◆ Exercise prompt:
Count the lines in the items below that contain the string "green", and give only the number.

◆ Dataset content:

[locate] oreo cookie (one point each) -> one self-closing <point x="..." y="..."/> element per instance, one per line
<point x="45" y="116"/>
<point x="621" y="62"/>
==
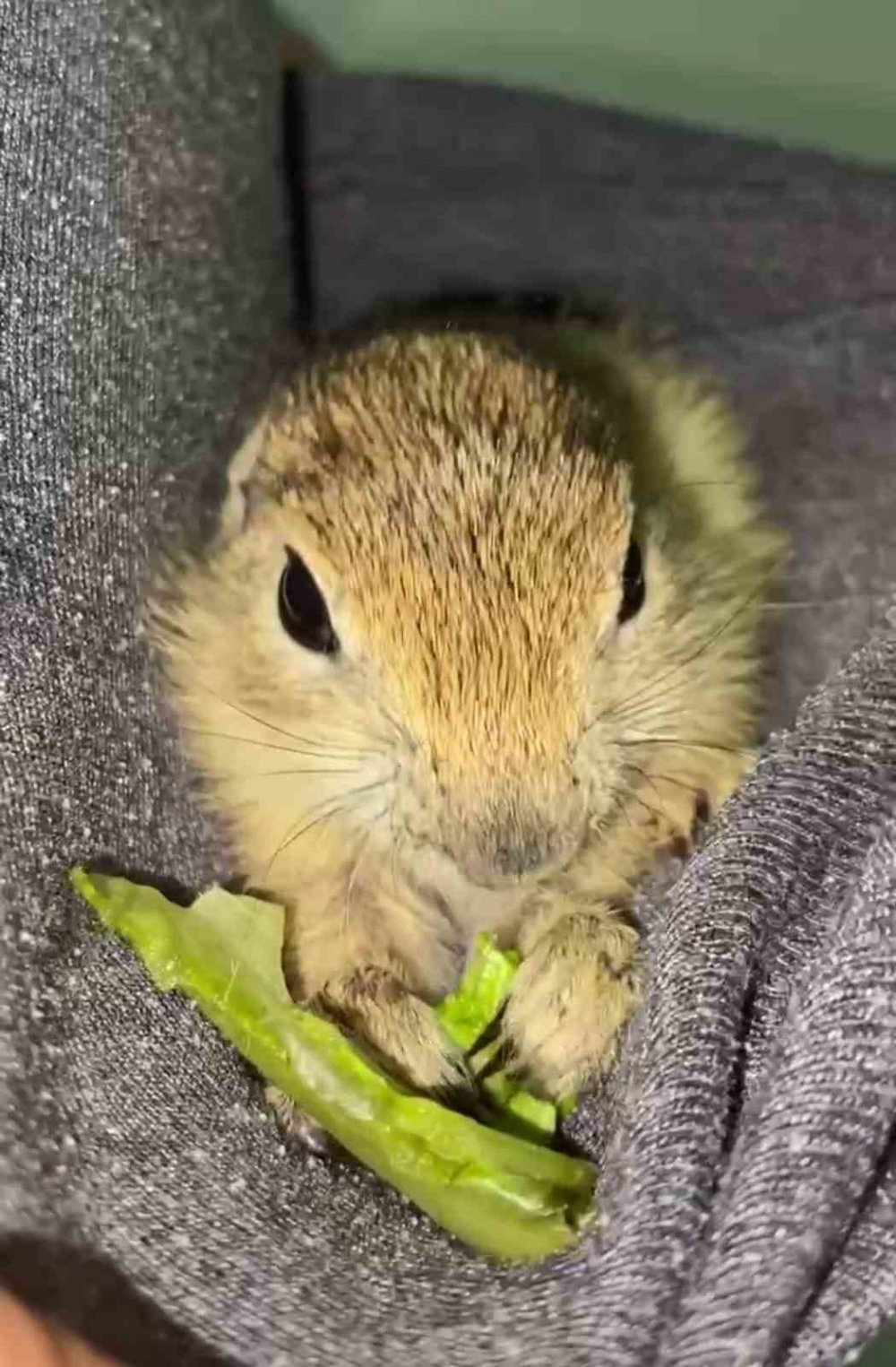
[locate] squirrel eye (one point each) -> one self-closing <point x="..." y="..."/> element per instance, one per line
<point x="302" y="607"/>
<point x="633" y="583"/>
* * *
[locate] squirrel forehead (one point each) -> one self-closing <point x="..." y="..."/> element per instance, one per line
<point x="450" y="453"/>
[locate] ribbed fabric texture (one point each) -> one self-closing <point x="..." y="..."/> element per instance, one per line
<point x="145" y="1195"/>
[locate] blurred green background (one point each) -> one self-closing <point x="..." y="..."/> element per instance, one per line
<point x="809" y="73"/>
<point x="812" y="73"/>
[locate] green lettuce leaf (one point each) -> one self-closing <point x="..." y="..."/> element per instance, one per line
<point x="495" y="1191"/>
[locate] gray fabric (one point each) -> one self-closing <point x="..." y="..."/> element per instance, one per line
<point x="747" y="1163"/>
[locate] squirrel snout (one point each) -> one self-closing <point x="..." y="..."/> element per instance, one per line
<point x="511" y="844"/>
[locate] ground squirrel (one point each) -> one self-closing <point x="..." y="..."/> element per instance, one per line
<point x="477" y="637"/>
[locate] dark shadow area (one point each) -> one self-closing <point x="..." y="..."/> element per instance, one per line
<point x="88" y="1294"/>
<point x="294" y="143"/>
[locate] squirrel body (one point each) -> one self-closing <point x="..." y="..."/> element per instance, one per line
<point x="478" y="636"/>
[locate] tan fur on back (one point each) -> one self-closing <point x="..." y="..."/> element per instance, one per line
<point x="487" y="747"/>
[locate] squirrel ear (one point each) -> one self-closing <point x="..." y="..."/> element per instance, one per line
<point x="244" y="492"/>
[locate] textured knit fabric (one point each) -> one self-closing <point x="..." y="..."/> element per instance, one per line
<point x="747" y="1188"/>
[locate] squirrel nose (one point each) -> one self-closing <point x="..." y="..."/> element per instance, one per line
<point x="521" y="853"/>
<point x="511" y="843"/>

◆ Solution for this exercise:
2